An identical copy of all records below is to be written out.

------------

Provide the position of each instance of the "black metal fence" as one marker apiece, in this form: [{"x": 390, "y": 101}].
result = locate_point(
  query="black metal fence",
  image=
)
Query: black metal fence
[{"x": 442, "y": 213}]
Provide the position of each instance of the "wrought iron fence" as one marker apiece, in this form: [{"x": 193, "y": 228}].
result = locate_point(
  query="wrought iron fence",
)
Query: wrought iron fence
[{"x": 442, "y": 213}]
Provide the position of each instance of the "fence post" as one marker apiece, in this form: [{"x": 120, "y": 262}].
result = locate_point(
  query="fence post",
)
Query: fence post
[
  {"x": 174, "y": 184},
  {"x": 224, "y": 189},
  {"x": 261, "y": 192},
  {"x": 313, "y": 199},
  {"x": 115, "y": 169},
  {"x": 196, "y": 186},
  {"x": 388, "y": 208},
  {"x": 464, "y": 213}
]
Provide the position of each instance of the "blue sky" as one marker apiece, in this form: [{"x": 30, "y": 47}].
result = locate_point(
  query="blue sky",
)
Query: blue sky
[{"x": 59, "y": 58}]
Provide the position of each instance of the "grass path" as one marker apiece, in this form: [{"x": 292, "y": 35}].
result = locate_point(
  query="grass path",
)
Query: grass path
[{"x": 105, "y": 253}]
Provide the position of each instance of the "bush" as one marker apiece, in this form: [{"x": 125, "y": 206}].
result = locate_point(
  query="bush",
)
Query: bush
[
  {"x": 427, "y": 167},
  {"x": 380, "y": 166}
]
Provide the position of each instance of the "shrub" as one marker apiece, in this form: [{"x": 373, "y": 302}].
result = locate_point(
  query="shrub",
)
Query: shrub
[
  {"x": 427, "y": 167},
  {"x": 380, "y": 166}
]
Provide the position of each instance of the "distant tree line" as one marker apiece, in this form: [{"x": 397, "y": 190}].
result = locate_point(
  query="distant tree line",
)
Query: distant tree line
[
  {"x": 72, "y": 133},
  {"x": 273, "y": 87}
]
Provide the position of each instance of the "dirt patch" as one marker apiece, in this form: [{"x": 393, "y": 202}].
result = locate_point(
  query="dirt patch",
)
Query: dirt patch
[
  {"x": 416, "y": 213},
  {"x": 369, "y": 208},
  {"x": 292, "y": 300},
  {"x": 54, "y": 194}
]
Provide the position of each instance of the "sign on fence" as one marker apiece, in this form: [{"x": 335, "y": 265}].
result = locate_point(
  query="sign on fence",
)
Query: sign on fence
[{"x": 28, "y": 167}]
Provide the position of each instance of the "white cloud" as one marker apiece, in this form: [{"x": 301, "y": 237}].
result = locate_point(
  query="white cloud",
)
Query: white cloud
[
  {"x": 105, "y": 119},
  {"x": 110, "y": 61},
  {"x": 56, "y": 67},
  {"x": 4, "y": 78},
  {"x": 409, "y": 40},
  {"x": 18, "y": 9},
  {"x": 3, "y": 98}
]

------------

» **COMPLETED EXERCISE**:
Provide the position of each instance of the "black metal fence" as one marker apiece, in this form: [{"x": 390, "y": 101}].
result = locate_point(
  query="black metal fence",
  image=
)
Query: black metal fence
[{"x": 442, "y": 213}]
Provide the position of each instance of the "wrought iron fence" as one marker apiece, in this form: [{"x": 193, "y": 228}].
result = locate_point(
  query="wrought iron fence",
)
Query: wrought iron fence
[{"x": 442, "y": 213}]
Provide the position of each instance of the "fence post" as one marker apiece, in this form: [{"x": 120, "y": 262}].
result = locate_point(
  query="fence post",
)
Query: fence post
[
  {"x": 174, "y": 184},
  {"x": 224, "y": 189},
  {"x": 261, "y": 192},
  {"x": 313, "y": 199},
  {"x": 115, "y": 169},
  {"x": 196, "y": 186},
  {"x": 388, "y": 208},
  {"x": 464, "y": 213}
]
Provide the position of each instance of the "blue sky" as one marker apiece, in this form: [{"x": 30, "y": 47}].
result = locate_point(
  query="blue sky",
)
Query: blue sky
[{"x": 59, "y": 58}]
Provide the position of each instance of the "grass path" as one marker apiece, in this form: [{"x": 292, "y": 35}].
result = locate_point(
  query="grass path",
)
Query: grass path
[{"x": 105, "y": 253}]
Provide the position of each instance of the "bush" as one marker apiece, in this form: [{"x": 125, "y": 206}].
result = locate_point(
  query="bush",
)
Query: bush
[
  {"x": 427, "y": 167},
  {"x": 380, "y": 166}
]
Provide the position of each instance of the "shrub" as one marker apiece, in this form: [{"x": 373, "y": 302}].
result = locate_point(
  query="shrub",
)
Query: shrub
[
  {"x": 427, "y": 167},
  {"x": 380, "y": 166}
]
Provide the position of each instance of the "distant tree line" as one marker apiece, in this form: [{"x": 397, "y": 190}].
result = locate_point(
  query="distant tree line",
)
Query: distant tree line
[
  {"x": 72, "y": 133},
  {"x": 273, "y": 87}
]
Provide the position of each instance of the "dirt patch" as one marker apiece, in this form: [{"x": 393, "y": 202}].
result = locate_point(
  query="dirt patch",
)
Query: dirt patch
[
  {"x": 416, "y": 213},
  {"x": 369, "y": 208},
  {"x": 292, "y": 300},
  {"x": 54, "y": 194}
]
Provide the position of each instance of the "sign on fence" as one marker apiece, in this form: [{"x": 335, "y": 265}].
result = locate_point(
  query="sign on fence",
)
Query: sign on fence
[{"x": 28, "y": 167}]
Provide the position of each instance of the "white cloud" as one marker apiece, in this form: [{"x": 301, "y": 237}].
result = locate_point(
  query="white cloud",
)
Query: white cloud
[
  {"x": 105, "y": 119},
  {"x": 110, "y": 61},
  {"x": 56, "y": 67},
  {"x": 4, "y": 78},
  {"x": 409, "y": 40},
  {"x": 18, "y": 9},
  {"x": 3, "y": 98}
]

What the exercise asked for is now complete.